_Texto da página_
---------------

Mais do que uma catalogação técnica, esse levantamento permitirá dar fruição pública à coleção, estimular parcerias com museus congêneres mundo afora, fomentar exposições conjuntas e reintroduzir o Memorial nos circuitos internacionais de intercâmbio museal. Nossa intenção é estabelecer pontes entre o que temos e o que outros povos também preservam, fazendo com que as peças do Pavilhão da Criatividade dialoguem com seus equivalentes e divergentes em outras culturas latino-americanas.
Como pós-doutor em Antropologia Social, com especial atenção aos pressupostos, basilares e profundos, do pensamento de Darcy Ribeiro, compreendo que a museologia é também um exercício de leitura do mundo. Darcy reconhecia na gastronomia não apenas um elemento importante da formação da cultura de um povo, mas um verdadeiro catalisador do sentimento de pertencimento. O projeto do Museu da Cultura Alimentar da América Latina, que anunciamos recentemente durante a cerimônia do Prêmio Melhores da Gastronomia 2025, realizado pelo Mundo Mesa, ecoa essa visão. A culinária é também patrimônio: carrega em cada receita um enredo de migrações, resistências, trocas e sobrevivências. O Memorial entende essa dimensão e assume o papel de articulador de narrativas culturais que extrapolam o campo das belas-artes e tocam o cotidiano, o simbólico e, ainda, o afetivo.
Após a pandemia, a atividade museológica não pode mais restringir-se apenas à presença física. Antigamente, os museus limitavam-se a informar em seus sites o horário de funcionamento, o “quem somos” e o endereço. Hoje, não mais. É imperativo ocupar o espaço digital com conteúdo, experiências e interatividade, dialogando com um público que já se forma e se informa nessas plataformas. O museu contemporâneo é também um museu expandido e o Memorial está atento a essa realidade.
No mesmo espírito de ampliação, está em curso a concepção do Museu da Diáspora Negra, uma instituição inédita e audaciosa, que propõe pensar, de maneira comparada e transversal, as contribuições negras às sociedades latino-americanas. A proposta prevê estudos e exposições que estabeleçam paralelos entre as trajetórias negras no Brasil, no Caribe, nas Guianas, nas Américas Central e Andina, e em outros contextos onde a diáspora deixou marcas profundas. A intenção é que esse olhar não se limite à interpretação brasileira das questões latino-americanas, mas que seja verdadeiramente plural. Isso exige a presença efetiva de pensadores, curadores e acadêmicos de diversos países do continente no corpo intelectual do Memorial, assegurando que a reflexão seja feita com legitimidade e pluralidade, e não por meio de um filtro unilateral.
O Memorial não olha apenas para o futuro: reconhece, com lucidez, que todo avanço exige também consciência do passado. Como afirmei recentemente, há instituições voltadas apenas ao para-brisa, mirando o horizonte do vir-a-ser. Nós, porém, acreditamos que dirigir com segurança exige também o uso do retrovisor, a capacidade de reconhecer os percursos trilhados, os traços legados, os silêncios que ainda ecoam e os patrimônios que precisam ser reanimados.
Esses são alguns exemplos das iniciativas que estamos implementando para que o Memorial da América Latina se transforme, ainda nesta gestão, em um autêntico polo museológico da identidade latino-americana. Preservar, pesquisar, exibir, problematizar, incluir e criar: eis a missão museológica de um Memorial que, mais do que um conjunto de prédios, é um organismo cultural a serviço do continente.

---------------

_Extrato de dados_
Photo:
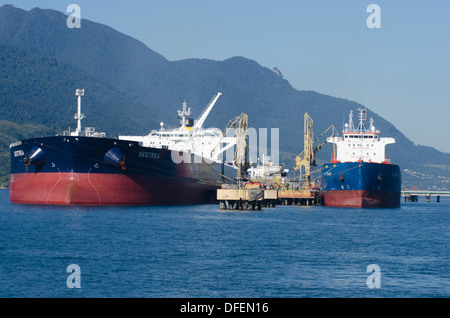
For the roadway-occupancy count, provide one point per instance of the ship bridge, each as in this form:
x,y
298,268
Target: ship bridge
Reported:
x,y
361,144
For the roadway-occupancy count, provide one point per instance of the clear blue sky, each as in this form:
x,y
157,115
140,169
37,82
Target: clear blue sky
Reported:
x,y
401,71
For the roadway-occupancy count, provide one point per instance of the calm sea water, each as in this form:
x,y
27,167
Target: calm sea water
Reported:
x,y
199,251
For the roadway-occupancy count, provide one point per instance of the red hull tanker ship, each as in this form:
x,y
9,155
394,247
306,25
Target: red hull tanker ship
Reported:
x,y
167,166
360,175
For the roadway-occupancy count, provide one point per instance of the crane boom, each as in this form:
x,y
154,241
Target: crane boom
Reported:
x,y
308,156
199,122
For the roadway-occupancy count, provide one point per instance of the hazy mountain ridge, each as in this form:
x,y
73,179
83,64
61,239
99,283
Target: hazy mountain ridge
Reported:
x,y
153,88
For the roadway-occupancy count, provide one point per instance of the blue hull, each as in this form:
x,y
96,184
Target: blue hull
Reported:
x,y
361,184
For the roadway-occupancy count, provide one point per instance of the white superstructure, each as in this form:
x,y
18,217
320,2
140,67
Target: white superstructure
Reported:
x,y
360,143
190,137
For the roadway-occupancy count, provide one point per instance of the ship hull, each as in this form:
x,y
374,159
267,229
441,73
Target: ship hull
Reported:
x,y
360,184
102,171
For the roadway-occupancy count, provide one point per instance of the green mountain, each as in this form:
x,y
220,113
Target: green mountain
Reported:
x,y
130,89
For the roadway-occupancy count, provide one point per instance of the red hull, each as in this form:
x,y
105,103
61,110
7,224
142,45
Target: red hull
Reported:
x,y
360,198
105,189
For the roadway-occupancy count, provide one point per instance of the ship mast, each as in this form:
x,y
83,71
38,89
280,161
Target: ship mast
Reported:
x,y
79,115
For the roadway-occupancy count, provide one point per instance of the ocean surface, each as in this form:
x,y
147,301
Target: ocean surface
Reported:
x,y
201,251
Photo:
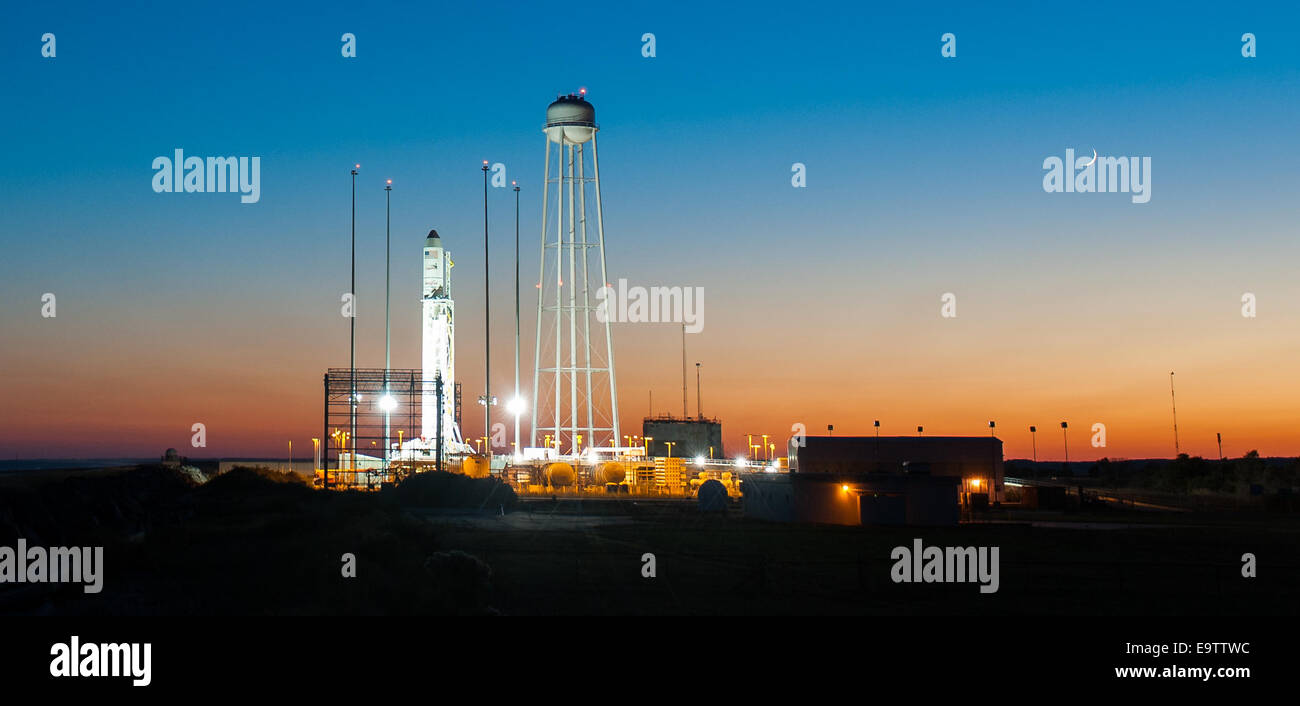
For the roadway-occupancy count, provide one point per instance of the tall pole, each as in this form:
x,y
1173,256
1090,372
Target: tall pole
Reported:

---------------

_Conjunto de tarefas_
**1)** Responda às perguntas abaixo com base no texto sobre o Memorial da América Latina.
(a) Durante qual cerimônia foi anunciado o projeto do Museu da Cultura Alimentar da América Latina?
(b) Que informações os museus antigamente se limitavam a divulgar em seus sites?
(c) Qual instituição em concepção propõe pensar as contribuições negras às sociedades latino-americanas?
**2)** Transcreva o trecho do texto sobre o Memorial da América Latina entre "Esses são alguns" e "serviço do continente.", inclusive.

_Respostas por tarefa_
**1)**
(a) O projeto foi anunciado durante a cerimônia do Prêmio Melhores da Gastronomia 2025, realizado pelo Mundo Mesa.
(b) Eles se limitavam a informar o horário de funcionamento, o “quem somos” e o endereço.
(c) Essa instituição é o Museu da Diáspora Negra.

**2)**
Esses são alguns exemplos das iniciativas que estamos implementando para que o Memorial da América Latina se transforme, ainda nesta gestão, em um autêntico polo museológico da identidade latino-americana. Preservar, pesquisar, exibir, problematizar, incluir e criar: eis a missão museológica de um Memorial que, mais do que um conjunto de prédios, é um organismo cultural a serviço do continente.